** BEGIN RECORDS SHOWN **
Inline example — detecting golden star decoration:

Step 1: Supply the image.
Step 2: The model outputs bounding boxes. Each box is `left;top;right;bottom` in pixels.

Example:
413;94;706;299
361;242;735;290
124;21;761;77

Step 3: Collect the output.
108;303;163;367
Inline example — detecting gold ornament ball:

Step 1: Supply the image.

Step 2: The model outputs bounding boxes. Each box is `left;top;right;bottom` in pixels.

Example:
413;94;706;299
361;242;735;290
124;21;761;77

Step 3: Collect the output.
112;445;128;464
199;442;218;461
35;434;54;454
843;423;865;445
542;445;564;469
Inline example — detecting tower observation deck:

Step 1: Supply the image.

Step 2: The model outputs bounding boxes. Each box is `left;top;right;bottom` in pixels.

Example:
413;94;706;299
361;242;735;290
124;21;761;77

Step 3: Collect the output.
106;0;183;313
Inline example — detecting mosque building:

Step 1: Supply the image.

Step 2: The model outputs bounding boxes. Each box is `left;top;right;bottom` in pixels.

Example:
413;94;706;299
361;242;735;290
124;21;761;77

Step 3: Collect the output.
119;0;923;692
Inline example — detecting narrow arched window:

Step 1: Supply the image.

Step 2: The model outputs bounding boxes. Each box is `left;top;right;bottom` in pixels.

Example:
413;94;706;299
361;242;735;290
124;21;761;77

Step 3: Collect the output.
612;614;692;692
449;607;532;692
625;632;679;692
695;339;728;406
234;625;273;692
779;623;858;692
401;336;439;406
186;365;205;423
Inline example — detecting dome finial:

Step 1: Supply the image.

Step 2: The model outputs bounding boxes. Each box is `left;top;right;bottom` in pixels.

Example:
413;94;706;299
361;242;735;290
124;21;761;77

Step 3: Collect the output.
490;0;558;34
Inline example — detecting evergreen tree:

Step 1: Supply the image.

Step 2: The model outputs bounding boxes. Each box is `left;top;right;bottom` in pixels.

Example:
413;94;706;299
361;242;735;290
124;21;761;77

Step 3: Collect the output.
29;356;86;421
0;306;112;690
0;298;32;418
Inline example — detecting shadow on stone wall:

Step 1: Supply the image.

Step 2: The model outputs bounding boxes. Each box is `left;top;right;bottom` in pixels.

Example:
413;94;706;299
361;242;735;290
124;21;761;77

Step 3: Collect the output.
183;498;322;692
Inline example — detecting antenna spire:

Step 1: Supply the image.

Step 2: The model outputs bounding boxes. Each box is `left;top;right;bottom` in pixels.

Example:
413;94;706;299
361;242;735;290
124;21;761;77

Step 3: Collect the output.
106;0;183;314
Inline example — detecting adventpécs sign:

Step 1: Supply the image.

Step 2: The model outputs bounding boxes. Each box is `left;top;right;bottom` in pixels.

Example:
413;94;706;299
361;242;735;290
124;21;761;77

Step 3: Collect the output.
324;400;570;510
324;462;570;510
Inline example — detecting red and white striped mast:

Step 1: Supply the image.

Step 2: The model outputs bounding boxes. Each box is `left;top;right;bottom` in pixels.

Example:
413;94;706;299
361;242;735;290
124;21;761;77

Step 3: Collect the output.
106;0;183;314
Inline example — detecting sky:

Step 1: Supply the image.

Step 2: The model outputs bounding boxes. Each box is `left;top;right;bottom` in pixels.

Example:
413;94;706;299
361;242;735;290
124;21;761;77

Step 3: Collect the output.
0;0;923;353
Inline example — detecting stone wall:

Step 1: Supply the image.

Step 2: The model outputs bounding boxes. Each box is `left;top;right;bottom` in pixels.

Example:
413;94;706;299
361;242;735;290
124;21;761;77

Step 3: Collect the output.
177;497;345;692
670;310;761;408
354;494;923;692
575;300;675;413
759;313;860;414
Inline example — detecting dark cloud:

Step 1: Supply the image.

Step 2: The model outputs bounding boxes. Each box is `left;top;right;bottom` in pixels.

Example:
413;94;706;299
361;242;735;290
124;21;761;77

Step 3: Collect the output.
** END RECORDS SHOWN **
*SHORT TASK*
Repeat all the records above, swapping "Supply the image" for "Provide the image" everywhere it occurs and leaving everything else unchanged.

*COMPLETE RESPONSE*
Inline example — detecting golden star decoration:

Step 1: Provide the image.
Step 2: The model outputs bounding boxes. Each box is `left;top;right;bottom` in pixels.

Example:
413;94;706;299
361;242;735;290
124;21;761;77

Step 3: Collect the output.
108;303;163;367
Inline example — detecting gold ornament ball:

Step 1: Provide the image.

Step 2: The model outputs bounding boxes. Each box is `left;top;right;bottom` in pixels.

Example:
413;94;706;299
361;242;735;290
124;21;761;77

Step 3: Collect the output.
112;445;128;464
199;442;218;461
35;434;54;454
843;423;865;445
542;445;564;469
Inline example — detecting tower observation deck:

Step 1: Provide the image.

Step 2: The model outputs bounding boxes. Each box is `left;top;right;bottom` in pixels.

Example:
413;94;706;299
361;242;735;290
124;21;761;77

Step 3: Collect the output.
106;0;183;313
Inline example — detecting mosque building:

Step 1: Provide the image.

Step 2: The model outputs bounding boxes. Each box is `left;top;right;bottom` in pixels.

Example:
413;94;706;299
361;242;735;290
124;21;761;77

Step 3: Collect the output.
119;0;923;692
Inline example — detecting narrow arched window:

Step 1: Provide the image.

Step 2: The model outputs bounding boxes. Each box is `left;top;right;bottom` in pixels.

Example:
413;94;706;299
361;242;735;290
124;21;761;77

Step 3: Collect the output.
612;614;692;692
449;607;532;692
625;632;679;692
695;339;728;406
234;625;273;692
779;623;858;692
401;336;439;406
186;365;205;423
Inline example — detecting dome finial:

Step 1: Provide the image.

Step 2: The model outputs bounding boxes. Each box is `left;top;right;bottom` in pixels.

Example:
413;94;706;299
361;242;735;290
124;21;761;77

Step 3: Collect the output.
490;0;558;34
Inline example — detecting evergreen tree:

Step 1: Provide the image.

Step 2: The model outputs bounding boxes. Each box is `left;top;right;bottom` in pixels.

Example:
413;94;706;299
361;242;735;290
124;21;761;77

Step 3: Collect the output.
29;356;86;421
0;306;112;690
0;298;32;418
Inline example — detecting shadow on stone wall:

Step 1: Provide the image.

Step 2: The model outputs bounding boxes. Each box is `left;top;right;bottom` in pixels.

Example:
413;94;706;299
361;242;735;290
124;21;761;77

Step 3: Collect the output.
183;498;322;692
Inline example — detecting antenna spire:

Step 1: Provide the image.

Step 2: The model outputs bounding boxes. Each box is `left;top;right;bottom` in pixels.

Example:
413;94;706;299
361;242;735;290
124;21;761;77

Step 3: Collect the output.
106;0;183;314
Inline example — detecting adventpécs sign:

Step 1: Provide the image.

Step 2: The model outputs bounding boxes. Each box is `left;top;right;bottom` in pixels.

Example:
413;94;706;299
361;242;735;290
124;21;761;77

Step 3: Collect the output.
324;400;570;510
324;462;570;510
Inline example — detecting red and white striped mast:

Step 1: Provide the image.

Step 2: The model outputs bounding boxes. Each box is `left;top;right;bottom` in pixels.

Example:
413;94;706;299
361;242;735;290
124;21;761;77

Step 3: Collect the output.
106;0;183;314
Inline example — detecting sky:

Step 1: Provide the image.

Step 2: The model outputs bounding boxes. Each box is `left;top;right;bottom` in pixels.

Example:
413;94;706;299
361;242;735;290
124;21;761;77

Step 3: Collect the output.
0;0;923;353
Inline example — detecting stone wall:

Step 1: Provide the image.

Step 2: The model outputs bounding boxes. Each box is `left;top;right;bottom` in pixels.

Example:
413;94;706;299
361;242;735;290
124;21;761;77

Step 3: Collect the output.
177;497;345;692
670;310;761;408
354;494;923;692
575;300;675;413
759;313;860;414
Inline example — detecting dark cloud:

Step 1: Provide the image.

Step 2: The model outputs bounding boxes. Each box is `left;top;right;bottom` in pixels.

Example:
413;94;706;299
361;242;735;290
124;21;761;77

Step 3: Collect the output.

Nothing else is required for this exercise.